### Quoted passage
>>>>>

This trip will be no exception. Our trip will tour Twin Creeks Mine, owned by Newmont Mining
Company, the Getchell Mine, owned by Placer Dome, and the Pinson and Preble Mines, owned by
Pinson Mining Company, a partnership of Homestake Mining Company and Barrick Holding
Company. We will also take time to discuss the complex and poorly understood regional geologic
history of this area. The mines and geology are shown on the regional map on page 71.
Mining activity in the Getchell region began with tungsten and gold exploration in the late 1800s.
The Golconda district was organized in 1866 and saw gold production in 1909, and the Potosi
district was organized in 1874, although gold was not discovered there until 1934. Getchell Mines
Inc. was formed in 1936 by U.S. Senator Noble Getchell, and some of the earliest oxide gold mining
in Nevada began there in 1937. During World War II, the Getchell Mine produced tungsten,
arsenic and molybdenum concentrates for the War Board. Claims for the Ogee and Pinson Mine
were staked in 1945 and subsequently developed. Relatives of Clovis Pinson still live in the valley
today. Getchell Mine was one of the first gold mines to develop autoclave technology for roasting
sulfide ores in the 1960s and 1970s, although significant economic production didn’t occur until
the 1980s. The Preble Deposit was discovered in 1972 by Cordex, early in the development of
bulk mining technology for low grade disseminated gold deposits.

<<<<<

### Listed entries
>>>>>

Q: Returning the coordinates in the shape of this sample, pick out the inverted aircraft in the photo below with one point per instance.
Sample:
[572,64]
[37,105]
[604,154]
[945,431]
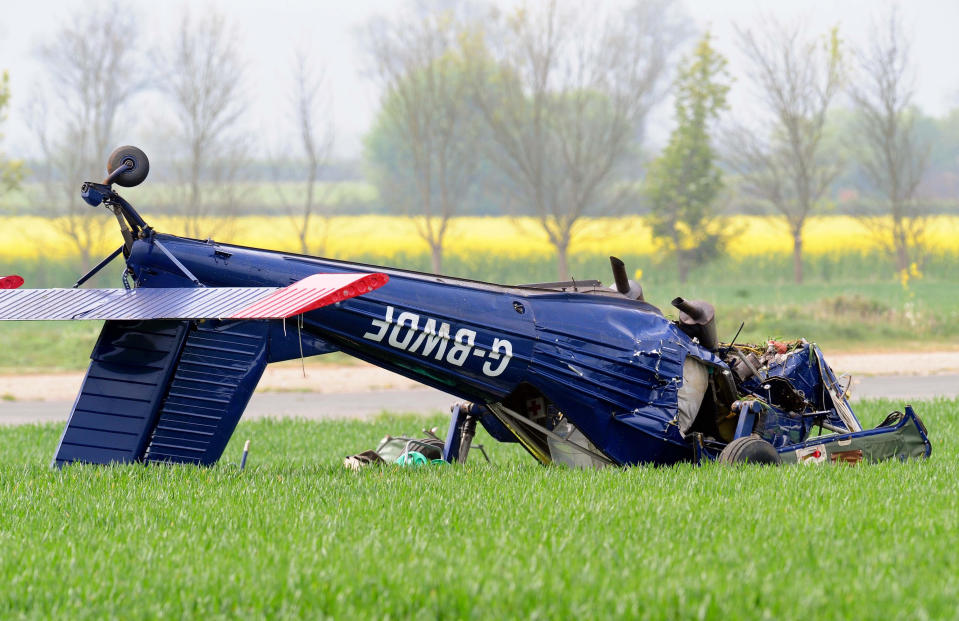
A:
[575,372]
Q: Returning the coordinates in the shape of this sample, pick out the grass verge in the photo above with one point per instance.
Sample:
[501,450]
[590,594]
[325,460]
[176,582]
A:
[296,535]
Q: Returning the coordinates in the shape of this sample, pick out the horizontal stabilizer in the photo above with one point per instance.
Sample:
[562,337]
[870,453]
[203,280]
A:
[186,303]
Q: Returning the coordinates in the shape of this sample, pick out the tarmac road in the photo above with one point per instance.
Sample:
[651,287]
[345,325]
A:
[368,404]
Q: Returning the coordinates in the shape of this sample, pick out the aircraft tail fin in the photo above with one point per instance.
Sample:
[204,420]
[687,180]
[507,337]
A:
[170,391]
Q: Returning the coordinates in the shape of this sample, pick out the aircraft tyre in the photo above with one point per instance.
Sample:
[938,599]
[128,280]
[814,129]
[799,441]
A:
[750,449]
[134,176]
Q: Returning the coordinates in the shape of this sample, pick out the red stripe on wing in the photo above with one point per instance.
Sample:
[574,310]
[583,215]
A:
[10,282]
[311,293]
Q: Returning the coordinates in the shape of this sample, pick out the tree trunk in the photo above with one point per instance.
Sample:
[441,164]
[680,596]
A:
[797,255]
[682,265]
[900,244]
[436,256]
[562,261]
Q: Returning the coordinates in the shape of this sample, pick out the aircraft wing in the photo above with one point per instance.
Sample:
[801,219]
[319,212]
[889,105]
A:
[161,387]
[186,303]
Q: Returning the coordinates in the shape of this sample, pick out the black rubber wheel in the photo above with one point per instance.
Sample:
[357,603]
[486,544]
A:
[749,449]
[133,176]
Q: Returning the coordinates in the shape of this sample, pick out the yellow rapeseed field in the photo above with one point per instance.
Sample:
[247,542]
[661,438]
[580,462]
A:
[386,236]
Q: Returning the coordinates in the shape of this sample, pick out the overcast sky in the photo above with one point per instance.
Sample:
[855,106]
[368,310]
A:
[271,29]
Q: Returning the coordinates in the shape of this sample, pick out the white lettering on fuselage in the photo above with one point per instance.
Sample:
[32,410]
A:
[406,335]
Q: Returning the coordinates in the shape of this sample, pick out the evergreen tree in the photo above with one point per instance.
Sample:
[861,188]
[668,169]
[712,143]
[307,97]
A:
[685,181]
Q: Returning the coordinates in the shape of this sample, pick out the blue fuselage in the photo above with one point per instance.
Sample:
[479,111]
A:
[610,364]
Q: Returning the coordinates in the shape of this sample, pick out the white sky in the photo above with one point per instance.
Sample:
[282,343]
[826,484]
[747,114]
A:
[271,29]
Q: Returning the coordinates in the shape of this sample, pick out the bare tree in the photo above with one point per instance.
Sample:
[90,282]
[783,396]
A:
[204,81]
[890,151]
[565,97]
[426,119]
[782,161]
[313,124]
[87,81]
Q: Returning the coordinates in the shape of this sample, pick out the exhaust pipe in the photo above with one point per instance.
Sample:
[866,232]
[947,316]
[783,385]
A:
[619,275]
[629,288]
[698,319]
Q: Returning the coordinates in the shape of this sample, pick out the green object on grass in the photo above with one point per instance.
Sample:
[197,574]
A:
[412,458]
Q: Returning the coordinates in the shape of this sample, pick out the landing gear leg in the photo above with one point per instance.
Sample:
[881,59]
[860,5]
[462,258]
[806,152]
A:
[459,438]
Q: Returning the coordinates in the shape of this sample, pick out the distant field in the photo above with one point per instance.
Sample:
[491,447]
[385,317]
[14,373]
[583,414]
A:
[852,298]
[295,535]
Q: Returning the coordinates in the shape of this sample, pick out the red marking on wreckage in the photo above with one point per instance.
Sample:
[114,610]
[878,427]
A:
[311,293]
[11,282]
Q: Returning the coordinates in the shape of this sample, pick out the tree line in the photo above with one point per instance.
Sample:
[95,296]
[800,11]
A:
[541,110]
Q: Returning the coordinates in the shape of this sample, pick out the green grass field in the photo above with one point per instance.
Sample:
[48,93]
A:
[852,314]
[296,535]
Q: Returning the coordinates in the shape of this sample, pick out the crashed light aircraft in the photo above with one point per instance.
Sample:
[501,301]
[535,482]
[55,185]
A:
[576,373]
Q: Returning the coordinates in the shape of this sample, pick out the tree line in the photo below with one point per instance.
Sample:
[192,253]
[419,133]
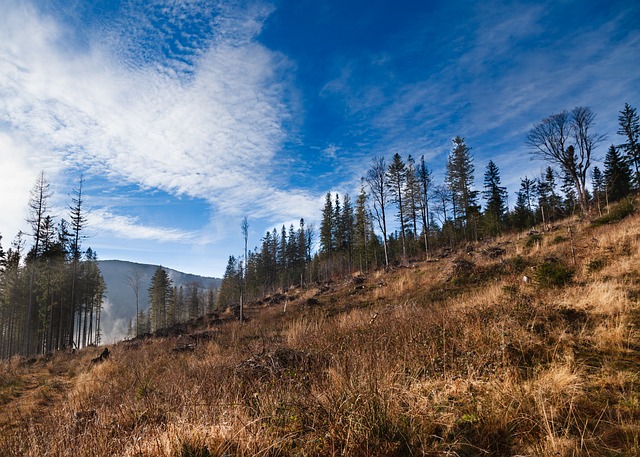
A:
[401,213]
[50,292]
[168,304]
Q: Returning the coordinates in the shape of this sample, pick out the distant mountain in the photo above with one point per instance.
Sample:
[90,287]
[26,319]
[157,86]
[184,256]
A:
[119,300]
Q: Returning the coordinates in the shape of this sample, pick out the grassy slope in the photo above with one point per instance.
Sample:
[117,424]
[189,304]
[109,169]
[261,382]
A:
[443,358]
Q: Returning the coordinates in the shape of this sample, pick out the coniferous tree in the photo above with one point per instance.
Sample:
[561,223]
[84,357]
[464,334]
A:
[376,179]
[630,128]
[617,175]
[38,208]
[230,288]
[327,229]
[459,180]
[412,202]
[496,197]
[159,296]
[424,182]
[599,187]
[396,182]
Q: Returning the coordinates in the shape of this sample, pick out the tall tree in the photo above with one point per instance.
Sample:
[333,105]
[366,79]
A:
[599,187]
[396,182]
[376,179]
[159,295]
[630,128]
[244,227]
[459,180]
[617,175]
[424,181]
[327,230]
[550,139]
[496,198]
[38,208]
[134,280]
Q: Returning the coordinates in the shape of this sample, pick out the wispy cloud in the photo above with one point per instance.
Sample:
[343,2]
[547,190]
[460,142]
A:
[129,227]
[195,117]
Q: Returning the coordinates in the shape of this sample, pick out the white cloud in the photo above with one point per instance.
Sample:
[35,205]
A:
[207,125]
[128,227]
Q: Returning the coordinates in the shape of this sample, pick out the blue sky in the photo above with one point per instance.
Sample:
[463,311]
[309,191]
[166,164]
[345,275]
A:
[185,116]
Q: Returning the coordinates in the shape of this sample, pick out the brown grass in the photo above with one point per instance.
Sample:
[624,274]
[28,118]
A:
[416,362]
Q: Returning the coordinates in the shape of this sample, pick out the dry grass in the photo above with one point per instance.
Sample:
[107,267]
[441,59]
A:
[411,362]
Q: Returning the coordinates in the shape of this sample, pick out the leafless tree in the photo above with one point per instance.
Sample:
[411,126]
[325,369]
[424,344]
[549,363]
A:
[376,179]
[551,138]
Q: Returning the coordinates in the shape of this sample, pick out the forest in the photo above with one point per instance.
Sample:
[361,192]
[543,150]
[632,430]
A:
[400,213]
[51,292]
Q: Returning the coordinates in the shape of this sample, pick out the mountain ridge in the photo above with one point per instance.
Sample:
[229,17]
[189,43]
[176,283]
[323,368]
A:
[119,299]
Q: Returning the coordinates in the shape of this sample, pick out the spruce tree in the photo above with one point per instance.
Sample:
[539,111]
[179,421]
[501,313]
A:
[159,296]
[495,196]
[396,182]
[617,175]
[599,187]
[459,180]
[424,181]
[630,128]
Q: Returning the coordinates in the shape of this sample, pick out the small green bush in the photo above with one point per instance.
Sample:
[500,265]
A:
[623,209]
[595,265]
[552,273]
[533,240]
[559,239]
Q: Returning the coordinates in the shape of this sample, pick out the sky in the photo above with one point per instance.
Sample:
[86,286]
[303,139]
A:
[184,116]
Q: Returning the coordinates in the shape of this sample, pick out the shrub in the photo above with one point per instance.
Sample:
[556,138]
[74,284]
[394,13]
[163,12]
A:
[552,273]
[617,213]
[595,265]
[533,240]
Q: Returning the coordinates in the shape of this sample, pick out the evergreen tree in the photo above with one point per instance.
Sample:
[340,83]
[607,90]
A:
[376,179]
[396,182]
[459,180]
[412,201]
[229,293]
[522,214]
[38,208]
[424,182]
[327,229]
[630,128]
[570,202]
[159,296]
[617,175]
[496,197]
[599,188]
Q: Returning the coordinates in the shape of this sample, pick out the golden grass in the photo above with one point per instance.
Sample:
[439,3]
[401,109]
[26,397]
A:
[407,365]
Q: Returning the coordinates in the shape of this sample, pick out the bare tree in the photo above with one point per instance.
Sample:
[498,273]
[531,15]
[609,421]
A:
[244,226]
[38,207]
[551,137]
[134,280]
[376,179]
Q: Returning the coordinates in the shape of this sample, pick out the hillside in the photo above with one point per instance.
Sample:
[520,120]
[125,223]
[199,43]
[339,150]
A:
[119,300]
[451,356]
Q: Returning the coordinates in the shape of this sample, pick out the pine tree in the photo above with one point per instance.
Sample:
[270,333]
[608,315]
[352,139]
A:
[424,182]
[327,230]
[38,207]
[376,179]
[396,182]
[617,175]
[599,188]
[496,197]
[412,200]
[459,180]
[159,296]
[630,127]
[229,292]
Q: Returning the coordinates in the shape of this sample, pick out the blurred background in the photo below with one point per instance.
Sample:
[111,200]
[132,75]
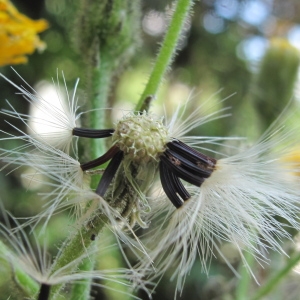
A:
[246,50]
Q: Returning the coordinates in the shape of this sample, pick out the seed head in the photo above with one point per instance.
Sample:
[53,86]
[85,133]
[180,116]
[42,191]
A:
[141,137]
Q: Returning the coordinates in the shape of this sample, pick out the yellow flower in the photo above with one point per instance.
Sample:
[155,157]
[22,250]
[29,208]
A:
[18,35]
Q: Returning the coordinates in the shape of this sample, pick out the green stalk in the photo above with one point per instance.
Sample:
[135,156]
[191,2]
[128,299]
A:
[23,280]
[81,290]
[166,53]
[274,280]
[242,290]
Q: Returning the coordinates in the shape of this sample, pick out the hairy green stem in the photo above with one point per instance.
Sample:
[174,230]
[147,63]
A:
[274,280]
[23,280]
[242,289]
[81,290]
[166,53]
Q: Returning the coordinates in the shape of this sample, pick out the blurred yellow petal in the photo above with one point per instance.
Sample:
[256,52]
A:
[18,35]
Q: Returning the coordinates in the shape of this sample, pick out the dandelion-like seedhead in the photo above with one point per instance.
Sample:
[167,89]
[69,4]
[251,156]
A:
[26,257]
[203,201]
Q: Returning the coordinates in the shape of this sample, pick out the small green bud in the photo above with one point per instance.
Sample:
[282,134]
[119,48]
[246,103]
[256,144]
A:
[141,137]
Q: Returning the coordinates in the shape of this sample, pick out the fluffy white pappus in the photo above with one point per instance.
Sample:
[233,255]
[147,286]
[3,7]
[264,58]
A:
[241,202]
[189,116]
[48,166]
[54,112]
[26,257]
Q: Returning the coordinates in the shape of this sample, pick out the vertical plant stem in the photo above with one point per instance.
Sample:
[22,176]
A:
[81,291]
[242,290]
[25,283]
[274,280]
[166,53]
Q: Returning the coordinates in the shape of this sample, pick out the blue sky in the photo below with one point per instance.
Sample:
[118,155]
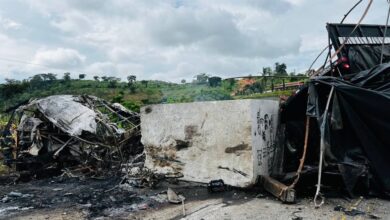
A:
[166,40]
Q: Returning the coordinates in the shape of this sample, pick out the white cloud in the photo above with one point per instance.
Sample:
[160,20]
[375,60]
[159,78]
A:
[59,58]
[9,24]
[170,39]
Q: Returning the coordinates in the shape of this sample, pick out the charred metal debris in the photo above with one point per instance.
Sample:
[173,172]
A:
[71,135]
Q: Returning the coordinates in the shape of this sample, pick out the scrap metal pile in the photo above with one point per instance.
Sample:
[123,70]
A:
[73,134]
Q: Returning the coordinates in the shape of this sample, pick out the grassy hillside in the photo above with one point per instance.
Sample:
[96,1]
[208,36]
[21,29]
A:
[133,95]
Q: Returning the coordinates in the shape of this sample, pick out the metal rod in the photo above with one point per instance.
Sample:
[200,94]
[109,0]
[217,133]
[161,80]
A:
[322,150]
[384,34]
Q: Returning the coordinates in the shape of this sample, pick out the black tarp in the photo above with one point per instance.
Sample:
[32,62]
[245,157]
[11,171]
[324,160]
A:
[357,130]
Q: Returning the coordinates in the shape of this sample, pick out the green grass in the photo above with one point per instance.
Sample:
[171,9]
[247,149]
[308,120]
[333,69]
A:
[265,95]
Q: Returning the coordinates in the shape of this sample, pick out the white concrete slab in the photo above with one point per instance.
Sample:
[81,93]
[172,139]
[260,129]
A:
[204,141]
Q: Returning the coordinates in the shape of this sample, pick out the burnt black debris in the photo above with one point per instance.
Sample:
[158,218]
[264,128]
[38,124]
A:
[72,135]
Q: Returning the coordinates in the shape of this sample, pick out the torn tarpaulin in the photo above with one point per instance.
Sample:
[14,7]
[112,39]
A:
[357,126]
[67,131]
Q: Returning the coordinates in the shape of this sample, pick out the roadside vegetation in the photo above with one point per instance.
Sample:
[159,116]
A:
[135,93]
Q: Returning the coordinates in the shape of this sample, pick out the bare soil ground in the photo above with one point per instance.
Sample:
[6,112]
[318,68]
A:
[72,198]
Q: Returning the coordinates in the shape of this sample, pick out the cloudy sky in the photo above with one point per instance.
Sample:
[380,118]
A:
[166,40]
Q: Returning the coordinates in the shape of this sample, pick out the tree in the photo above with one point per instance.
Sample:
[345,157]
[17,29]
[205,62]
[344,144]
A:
[82,76]
[145,83]
[215,81]
[112,82]
[66,77]
[11,88]
[267,71]
[36,81]
[51,76]
[280,69]
[131,79]
[201,78]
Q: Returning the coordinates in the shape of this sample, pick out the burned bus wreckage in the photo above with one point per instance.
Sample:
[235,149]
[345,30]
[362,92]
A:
[82,134]
[331,134]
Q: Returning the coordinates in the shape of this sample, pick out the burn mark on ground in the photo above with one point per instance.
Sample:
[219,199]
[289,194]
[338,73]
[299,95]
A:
[236,148]
[180,144]
[190,131]
[148,110]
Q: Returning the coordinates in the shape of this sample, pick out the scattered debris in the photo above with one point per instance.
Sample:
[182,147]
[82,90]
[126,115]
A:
[74,135]
[217,186]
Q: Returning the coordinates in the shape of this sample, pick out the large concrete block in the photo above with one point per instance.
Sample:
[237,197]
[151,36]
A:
[204,141]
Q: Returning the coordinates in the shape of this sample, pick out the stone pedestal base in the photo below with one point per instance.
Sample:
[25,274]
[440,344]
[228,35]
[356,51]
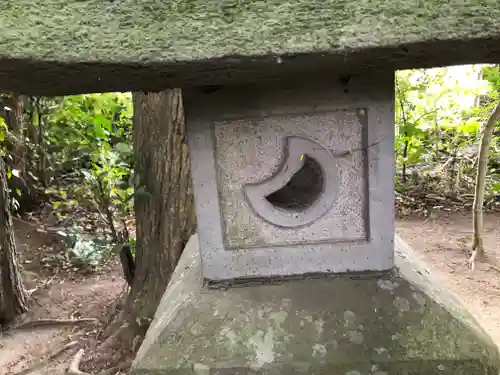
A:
[399,322]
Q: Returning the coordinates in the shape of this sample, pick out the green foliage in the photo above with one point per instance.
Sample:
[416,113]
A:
[439,116]
[81,250]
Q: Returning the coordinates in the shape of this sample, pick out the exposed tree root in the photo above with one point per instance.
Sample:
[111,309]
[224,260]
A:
[49,358]
[73,368]
[47,323]
[111,338]
[471,262]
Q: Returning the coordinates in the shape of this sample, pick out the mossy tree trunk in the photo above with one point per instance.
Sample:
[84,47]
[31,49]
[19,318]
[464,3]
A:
[12,294]
[164,206]
[482,169]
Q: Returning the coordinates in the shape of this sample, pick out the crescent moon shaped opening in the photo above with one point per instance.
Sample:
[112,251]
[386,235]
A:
[301,191]
[303,188]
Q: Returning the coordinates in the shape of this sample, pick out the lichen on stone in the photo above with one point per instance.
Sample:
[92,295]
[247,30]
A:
[187,30]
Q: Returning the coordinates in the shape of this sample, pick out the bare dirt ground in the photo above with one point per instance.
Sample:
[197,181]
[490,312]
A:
[442,242]
[69,293]
[58,294]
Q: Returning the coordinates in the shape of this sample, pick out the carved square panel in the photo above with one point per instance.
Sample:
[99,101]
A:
[253,151]
[293,178]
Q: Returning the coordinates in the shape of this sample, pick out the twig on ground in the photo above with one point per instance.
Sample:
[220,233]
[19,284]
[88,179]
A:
[73,368]
[41,286]
[109,340]
[46,323]
[49,358]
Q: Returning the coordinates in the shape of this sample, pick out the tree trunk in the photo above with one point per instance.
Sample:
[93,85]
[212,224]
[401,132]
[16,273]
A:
[164,206]
[12,293]
[482,168]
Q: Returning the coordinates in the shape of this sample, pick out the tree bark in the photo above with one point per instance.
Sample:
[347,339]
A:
[164,206]
[12,294]
[482,169]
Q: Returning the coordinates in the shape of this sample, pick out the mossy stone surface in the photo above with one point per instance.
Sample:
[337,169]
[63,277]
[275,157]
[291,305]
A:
[134,44]
[396,323]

<<<<<

### Tasks to carry out
**a)** Decide whether each statement agrees with the Getchell mining text, answering yes or no and quoting the deciding words: (i) Gold was discovered in the Potosi district in the same year the district was organized. (ii) During World War II the Getchell Mine produced tungsten, arsenic and molybdenum concentrates for the War Board. (iii) The Pinson and Preble Mines are owned by Newmont Mining Company.
**b)** Using the Getchell mining text, explain in one to three sentences how Homestake Mining Company and Barrick Holding Company are connected to the Pinson and Preble Mines.
**c)** Output the part of the Getchell mining text that opens with the words "This trip will" and closes with "on page 71.".

### Results by task
**a)**
(i) No: "the Potosi district was organized in 1874, although gold was not discovered there until 1934."
(ii) Yes: "During World War II, the Getchell Mine produced tungsten, arsenic and molybdenum concentrates for the War Board."
(iii) No: "the Pinson and Preble Mines, owned by Pinson Mining Company, a partnership of Homestake Mining Company and Barrick Holding Company."

**b)** The Pinson and Preble Mines are owned by Pinson Mining Company. That company is a partnership of Homestake Mining Company and Barrick Holding Company, so those two companies are behind the ownership of both mines.

**c)**
This trip will be no exception. Our trip will tour Twin Creeks Mine, owned by Newmont Mining
Company, the Getchell Mine, owned by Placer Dome, and the Pinson and Preble Mines, owned by
Pinson Mining Company, a partnership of Homestake Mining Company and Barrick Holding
Company. We will also take time to discuss the complex and poorly understood regional geologic
history of this area. The mines and geology are shown on the regional map on page 71.